◆ Task statement ◆
Arrange everything from the line containing "Lab microscope feed — the researcher is looking for the brown" down to the final line below as a JSON list of strings, one string per line, with blank lines and pictures left out.

Box-labeled dataset extracts:
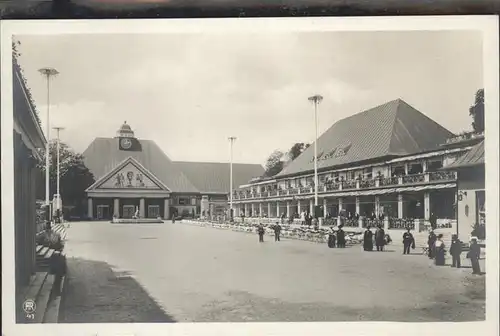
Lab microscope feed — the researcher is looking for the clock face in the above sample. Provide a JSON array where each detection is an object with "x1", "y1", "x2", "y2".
[{"x1": 121, "y1": 139, "x2": 132, "y2": 149}]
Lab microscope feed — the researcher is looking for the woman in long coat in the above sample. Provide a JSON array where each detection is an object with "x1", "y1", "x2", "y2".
[
  {"x1": 375, "y1": 225, "x2": 385, "y2": 251},
  {"x1": 434, "y1": 234, "x2": 446, "y2": 266},
  {"x1": 363, "y1": 226, "x2": 373, "y2": 251}
]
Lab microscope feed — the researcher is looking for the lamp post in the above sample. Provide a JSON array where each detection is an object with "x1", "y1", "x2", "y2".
[
  {"x1": 228, "y1": 137, "x2": 236, "y2": 221},
  {"x1": 53, "y1": 127, "x2": 64, "y2": 217},
  {"x1": 308, "y1": 95, "x2": 323, "y2": 217},
  {"x1": 38, "y1": 68, "x2": 59, "y2": 226}
]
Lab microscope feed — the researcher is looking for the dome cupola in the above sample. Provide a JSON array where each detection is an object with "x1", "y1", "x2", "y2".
[{"x1": 116, "y1": 121, "x2": 134, "y2": 138}]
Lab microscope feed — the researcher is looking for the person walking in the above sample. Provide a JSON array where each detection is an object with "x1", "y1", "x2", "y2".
[
  {"x1": 257, "y1": 224, "x2": 265, "y2": 243},
  {"x1": 427, "y1": 229, "x2": 437, "y2": 259},
  {"x1": 434, "y1": 234, "x2": 446, "y2": 266},
  {"x1": 337, "y1": 225, "x2": 345, "y2": 248},
  {"x1": 467, "y1": 237, "x2": 481, "y2": 275},
  {"x1": 450, "y1": 234, "x2": 462, "y2": 268},
  {"x1": 363, "y1": 226, "x2": 373, "y2": 251},
  {"x1": 375, "y1": 225, "x2": 385, "y2": 251},
  {"x1": 403, "y1": 228, "x2": 415, "y2": 254},
  {"x1": 273, "y1": 222, "x2": 281, "y2": 241}
]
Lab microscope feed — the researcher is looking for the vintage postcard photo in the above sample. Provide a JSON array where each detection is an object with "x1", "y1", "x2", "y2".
[{"x1": 1, "y1": 16, "x2": 499, "y2": 335}]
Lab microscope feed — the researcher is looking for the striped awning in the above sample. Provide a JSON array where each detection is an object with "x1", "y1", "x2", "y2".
[{"x1": 232, "y1": 183, "x2": 456, "y2": 203}]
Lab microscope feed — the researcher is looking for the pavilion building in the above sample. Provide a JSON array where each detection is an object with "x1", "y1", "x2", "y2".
[
  {"x1": 83, "y1": 123, "x2": 264, "y2": 220},
  {"x1": 234, "y1": 99, "x2": 484, "y2": 242}
]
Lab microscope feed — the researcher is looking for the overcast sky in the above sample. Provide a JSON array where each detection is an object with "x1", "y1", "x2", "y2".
[{"x1": 17, "y1": 31, "x2": 483, "y2": 163}]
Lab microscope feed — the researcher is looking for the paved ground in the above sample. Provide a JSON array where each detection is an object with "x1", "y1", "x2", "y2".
[{"x1": 62, "y1": 222, "x2": 485, "y2": 322}]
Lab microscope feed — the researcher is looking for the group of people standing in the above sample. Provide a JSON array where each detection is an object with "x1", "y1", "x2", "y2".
[
  {"x1": 427, "y1": 230, "x2": 481, "y2": 274},
  {"x1": 363, "y1": 225, "x2": 386, "y2": 251},
  {"x1": 328, "y1": 225, "x2": 346, "y2": 248}
]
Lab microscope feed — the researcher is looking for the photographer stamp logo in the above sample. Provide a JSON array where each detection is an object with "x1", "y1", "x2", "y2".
[{"x1": 23, "y1": 299, "x2": 36, "y2": 319}]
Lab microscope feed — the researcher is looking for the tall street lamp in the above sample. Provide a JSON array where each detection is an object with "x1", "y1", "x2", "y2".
[
  {"x1": 228, "y1": 137, "x2": 236, "y2": 221},
  {"x1": 53, "y1": 127, "x2": 64, "y2": 217},
  {"x1": 38, "y1": 68, "x2": 59, "y2": 206},
  {"x1": 308, "y1": 95, "x2": 323, "y2": 217}
]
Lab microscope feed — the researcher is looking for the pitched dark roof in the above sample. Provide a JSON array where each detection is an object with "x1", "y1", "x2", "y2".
[
  {"x1": 277, "y1": 99, "x2": 453, "y2": 177},
  {"x1": 444, "y1": 140, "x2": 484, "y2": 169},
  {"x1": 83, "y1": 138, "x2": 198, "y2": 192},
  {"x1": 174, "y1": 161, "x2": 264, "y2": 193}
]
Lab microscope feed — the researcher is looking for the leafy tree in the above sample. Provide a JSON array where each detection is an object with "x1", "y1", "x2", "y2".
[
  {"x1": 264, "y1": 150, "x2": 284, "y2": 177},
  {"x1": 38, "y1": 140, "x2": 95, "y2": 213},
  {"x1": 469, "y1": 89, "x2": 484, "y2": 132},
  {"x1": 288, "y1": 142, "x2": 310, "y2": 161}
]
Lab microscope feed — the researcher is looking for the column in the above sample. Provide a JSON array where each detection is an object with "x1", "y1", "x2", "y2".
[
  {"x1": 113, "y1": 198, "x2": 120, "y2": 218},
  {"x1": 87, "y1": 197, "x2": 94, "y2": 219},
  {"x1": 163, "y1": 198, "x2": 170, "y2": 219},
  {"x1": 139, "y1": 198, "x2": 146, "y2": 218},
  {"x1": 424, "y1": 191, "x2": 431, "y2": 221},
  {"x1": 398, "y1": 194, "x2": 404, "y2": 218}
]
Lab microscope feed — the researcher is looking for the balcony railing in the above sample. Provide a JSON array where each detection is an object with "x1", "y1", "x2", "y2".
[
  {"x1": 403, "y1": 174, "x2": 425, "y2": 184},
  {"x1": 429, "y1": 171, "x2": 457, "y2": 181},
  {"x1": 389, "y1": 218, "x2": 415, "y2": 230},
  {"x1": 379, "y1": 176, "x2": 399, "y2": 186},
  {"x1": 233, "y1": 171, "x2": 457, "y2": 200},
  {"x1": 342, "y1": 180, "x2": 357, "y2": 190}
]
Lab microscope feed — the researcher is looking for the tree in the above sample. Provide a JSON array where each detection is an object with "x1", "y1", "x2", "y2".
[
  {"x1": 288, "y1": 142, "x2": 310, "y2": 161},
  {"x1": 469, "y1": 89, "x2": 484, "y2": 133},
  {"x1": 264, "y1": 150, "x2": 284, "y2": 177},
  {"x1": 38, "y1": 140, "x2": 95, "y2": 212}
]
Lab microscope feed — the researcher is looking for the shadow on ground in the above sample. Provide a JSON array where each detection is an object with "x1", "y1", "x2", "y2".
[{"x1": 60, "y1": 258, "x2": 176, "y2": 323}]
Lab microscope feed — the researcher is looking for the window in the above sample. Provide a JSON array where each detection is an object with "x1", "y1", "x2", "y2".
[{"x1": 177, "y1": 197, "x2": 189, "y2": 205}]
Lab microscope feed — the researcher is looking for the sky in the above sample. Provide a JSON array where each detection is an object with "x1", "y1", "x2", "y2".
[{"x1": 16, "y1": 31, "x2": 483, "y2": 164}]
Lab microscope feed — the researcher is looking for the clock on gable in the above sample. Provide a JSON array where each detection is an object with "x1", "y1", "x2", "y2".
[{"x1": 120, "y1": 138, "x2": 132, "y2": 149}]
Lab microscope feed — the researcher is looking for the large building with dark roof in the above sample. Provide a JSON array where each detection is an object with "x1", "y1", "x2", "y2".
[
  {"x1": 234, "y1": 99, "x2": 484, "y2": 242},
  {"x1": 83, "y1": 123, "x2": 264, "y2": 219}
]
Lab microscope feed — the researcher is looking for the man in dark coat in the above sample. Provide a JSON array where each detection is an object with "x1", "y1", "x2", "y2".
[
  {"x1": 427, "y1": 229, "x2": 437, "y2": 259},
  {"x1": 403, "y1": 228, "x2": 415, "y2": 254},
  {"x1": 450, "y1": 234, "x2": 462, "y2": 268},
  {"x1": 337, "y1": 225, "x2": 345, "y2": 248},
  {"x1": 375, "y1": 225, "x2": 385, "y2": 251},
  {"x1": 434, "y1": 234, "x2": 446, "y2": 266},
  {"x1": 273, "y1": 222, "x2": 281, "y2": 241},
  {"x1": 429, "y1": 212, "x2": 437, "y2": 230},
  {"x1": 363, "y1": 226, "x2": 373, "y2": 251},
  {"x1": 467, "y1": 237, "x2": 481, "y2": 274},
  {"x1": 328, "y1": 230, "x2": 337, "y2": 248},
  {"x1": 257, "y1": 224, "x2": 265, "y2": 243}
]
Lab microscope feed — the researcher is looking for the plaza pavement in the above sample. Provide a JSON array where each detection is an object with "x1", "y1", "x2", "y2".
[{"x1": 61, "y1": 222, "x2": 485, "y2": 323}]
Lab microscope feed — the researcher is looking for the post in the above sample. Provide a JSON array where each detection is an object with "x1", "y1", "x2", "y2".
[
  {"x1": 308, "y1": 95, "x2": 323, "y2": 213},
  {"x1": 398, "y1": 194, "x2": 404, "y2": 218},
  {"x1": 38, "y1": 68, "x2": 59, "y2": 209},
  {"x1": 54, "y1": 127, "x2": 64, "y2": 216},
  {"x1": 229, "y1": 137, "x2": 236, "y2": 221},
  {"x1": 113, "y1": 198, "x2": 120, "y2": 218}
]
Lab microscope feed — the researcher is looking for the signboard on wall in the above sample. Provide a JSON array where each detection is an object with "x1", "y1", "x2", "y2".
[{"x1": 98, "y1": 163, "x2": 161, "y2": 190}]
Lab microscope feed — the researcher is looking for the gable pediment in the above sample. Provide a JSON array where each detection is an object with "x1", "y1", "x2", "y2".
[{"x1": 88, "y1": 158, "x2": 168, "y2": 191}]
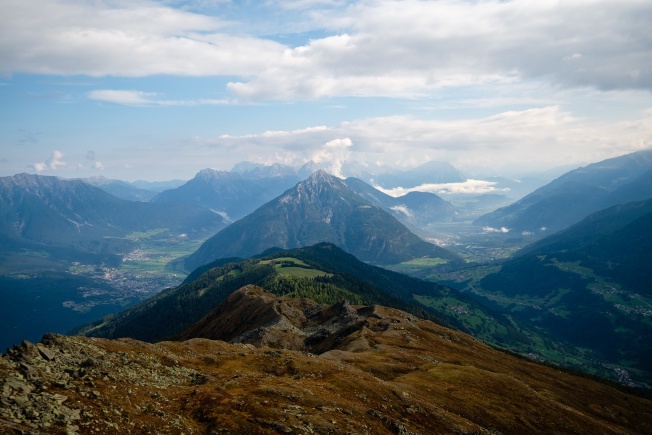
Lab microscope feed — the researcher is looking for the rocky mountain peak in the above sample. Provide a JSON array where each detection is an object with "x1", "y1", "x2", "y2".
[
  {"x1": 0, "y1": 288, "x2": 652, "y2": 434},
  {"x1": 179, "y1": 285, "x2": 378, "y2": 353}
]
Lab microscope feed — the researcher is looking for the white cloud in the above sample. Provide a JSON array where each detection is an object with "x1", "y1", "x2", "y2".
[
  {"x1": 374, "y1": 179, "x2": 509, "y2": 198},
  {"x1": 0, "y1": 0, "x2": 652, "y2": 99},
  {"x1": 229, "y1": 0, "x2": 652, "y2": 99},
  {"x1": 193, "y1": 106, "x2": 652, "y2": 172},
  {"x1": 32, "y1": 150, "x2": 66, "y2": 172},
  {"x1": 391, "y1": 205, "x2": 412, "y2": 217},
  {"x1": 0, "y1": 0, "x2": 284, "y2": 77},
  {"x1": 87, "y1": 89, "x2": 230, "y2": 107}
]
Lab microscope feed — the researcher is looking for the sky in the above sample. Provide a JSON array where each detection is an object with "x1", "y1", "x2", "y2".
[{"x1": 0, "y1": 0, "x2": 652, "y2": 181}]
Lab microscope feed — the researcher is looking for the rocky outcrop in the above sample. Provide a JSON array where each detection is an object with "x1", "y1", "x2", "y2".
[
  {"x1": 178, "y1": 285, "x2": 378, "y2": 354},
  {"x1": 0, "y1": 288, "x2": 652, "y2": 434}
]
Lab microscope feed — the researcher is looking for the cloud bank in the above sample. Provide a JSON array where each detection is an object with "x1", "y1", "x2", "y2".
[{"x1": 0, "y1": 0, "x2": 652, "y2": 100}]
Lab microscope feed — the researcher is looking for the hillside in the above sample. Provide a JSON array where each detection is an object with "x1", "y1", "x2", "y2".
[
  {"x1": 0, "y1": 287, "x2": 652, "y2": 434},
  {"x1": 474, "y1": 150, "x2": 652, "y2": 235},
  {"x1": 78, "y1": 243, "x2": 529, "y2": 347},
  {"x1": 152, "y1": 168, "x2": 299, "y2": 221},
  {"x1": 432, "y1": 200, "x2": 652, "y2": 385},
  {"x1": 81, "y1": 176, "x2": 157, "y2": 202},
  {"x1": 185, "y1": 171, "x2": 459, "y2": 270}
]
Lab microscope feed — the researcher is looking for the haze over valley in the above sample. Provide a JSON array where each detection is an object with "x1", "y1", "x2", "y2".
[{"x1": 0, "y1": 0, "x2": 652, "y2": 434}]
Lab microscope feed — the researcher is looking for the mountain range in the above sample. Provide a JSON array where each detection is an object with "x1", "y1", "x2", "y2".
[
  {"x1": 438, "y1": 199, "x2": 652, "y2": 385},
  {"x1": 0, "y1": 174, "x2": 226, "y2": 262},
  {"x1": 474, "y1": 150, "x2": 652, "y2": 235},
  {"x1": 77, "y1": 243, "x2": 529, "y2": 345},
  {"x1": 0, "y1": 286, "x2": 652, "y2": 434},
  {"x1": 185, "y1": 171, "x2": 460, "y2": 270},
  {"x1": 152, "y1": 169, "x2": 299, "y2": 221}
]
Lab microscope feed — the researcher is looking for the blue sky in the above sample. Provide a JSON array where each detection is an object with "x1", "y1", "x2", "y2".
[{"x1": 0, "y1": 0, "x2": 652, "y2": 181}]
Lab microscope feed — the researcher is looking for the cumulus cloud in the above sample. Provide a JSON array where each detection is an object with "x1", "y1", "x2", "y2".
[
  {"x1": 87, "y1": 89, "x2": 230, "y2": 107},
  {"x1": 0, "y1": 0, "x2": 652, "y2": 99},
  {"x1": 0, "y1": 0, "x2": 284, "y2": 77},
  {"x1": 229, "y1": 0, "x2": 652, "y2": 99},
  {"x1": 482, "y1": 227, "x2": 509, "y2": 234},
  {"x1": 391, "y1": 205, "x2": 413, "y2": 217},
  {"x1": 199, "y1": 106, "x2": 652, "y2": 172},
  {"x1": 374, "y1": 179, "x2": 509, "y2": 198},
  {"x1": 32, "y1": 150, "x2": 66, "y2": 172}
]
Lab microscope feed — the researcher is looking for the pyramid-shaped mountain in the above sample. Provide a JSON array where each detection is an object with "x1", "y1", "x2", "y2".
[
  {"x1": 185, "y1": 171, "x2": 458, "y2": 270},
  {"x1": 152, "y1": 168, "x2": 299, "y2": 219}
]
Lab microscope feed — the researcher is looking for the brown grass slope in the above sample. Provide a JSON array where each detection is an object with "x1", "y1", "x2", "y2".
[{"x1": 0, "y1": 287, "x2": 652, "y2": 434}]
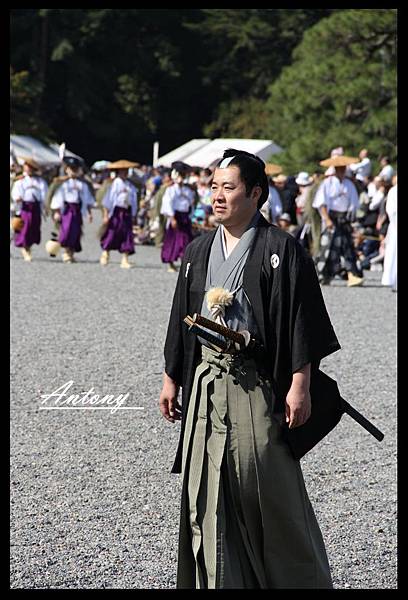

◆ Task answer ◆
[
  "Lab microscope feed — the researcher is looking for the brown grass slope in the above sample. Provide a JSON array where each detection is an object with \"x1\", \"y1\", \"x2\", \"y2\".",
  "[{\"x1\": 0, \"y1\": 287, \"x2\": 652, \"y2\": 434}]"
]